Which lines in the records below contain the word "boxes"? Return every such line in full, and treat uppercase and lowercase as different.

— Items —
-*-
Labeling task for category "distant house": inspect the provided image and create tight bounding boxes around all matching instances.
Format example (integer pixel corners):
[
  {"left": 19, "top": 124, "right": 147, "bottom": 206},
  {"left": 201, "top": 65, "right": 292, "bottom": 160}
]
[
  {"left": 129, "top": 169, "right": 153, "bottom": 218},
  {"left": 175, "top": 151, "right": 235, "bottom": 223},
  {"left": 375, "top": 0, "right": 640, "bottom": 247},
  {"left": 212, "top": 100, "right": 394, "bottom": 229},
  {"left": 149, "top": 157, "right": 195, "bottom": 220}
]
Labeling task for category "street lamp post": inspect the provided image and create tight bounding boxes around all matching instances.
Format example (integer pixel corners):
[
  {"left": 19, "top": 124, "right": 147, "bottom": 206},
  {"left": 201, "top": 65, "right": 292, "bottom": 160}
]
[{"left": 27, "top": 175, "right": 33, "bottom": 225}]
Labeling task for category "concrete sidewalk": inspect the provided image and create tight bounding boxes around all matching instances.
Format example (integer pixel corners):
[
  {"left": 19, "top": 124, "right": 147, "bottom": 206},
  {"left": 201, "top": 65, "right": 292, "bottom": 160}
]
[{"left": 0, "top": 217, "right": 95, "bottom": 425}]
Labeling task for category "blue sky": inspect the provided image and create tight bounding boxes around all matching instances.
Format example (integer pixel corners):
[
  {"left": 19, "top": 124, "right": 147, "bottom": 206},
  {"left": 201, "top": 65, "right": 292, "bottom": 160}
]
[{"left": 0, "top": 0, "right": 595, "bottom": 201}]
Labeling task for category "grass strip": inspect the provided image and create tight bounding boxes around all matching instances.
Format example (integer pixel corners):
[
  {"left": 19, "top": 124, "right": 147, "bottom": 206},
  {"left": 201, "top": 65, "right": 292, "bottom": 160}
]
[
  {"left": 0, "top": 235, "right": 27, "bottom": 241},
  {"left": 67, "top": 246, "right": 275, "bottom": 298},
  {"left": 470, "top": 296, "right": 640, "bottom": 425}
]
-*-
— Answer for the task —
Labeling task for category "distant house": inspect the provided image and create tight bounding boxes around all matching instances.
Labeling task for category "street lamp post": inspect the provided image and create tight bounding boxes around all matching instances.
Labeling task for category "concrete sidewalk": inspect the provided image and create tight bounding boxes around all matching instances.
Labeling task for category "blue sky": inspect the provided image and create tight bounding boxes around all matching instances.
Labeling task for category "grass strip": inspect the provided image and create tight bounding boxes around all matching instances.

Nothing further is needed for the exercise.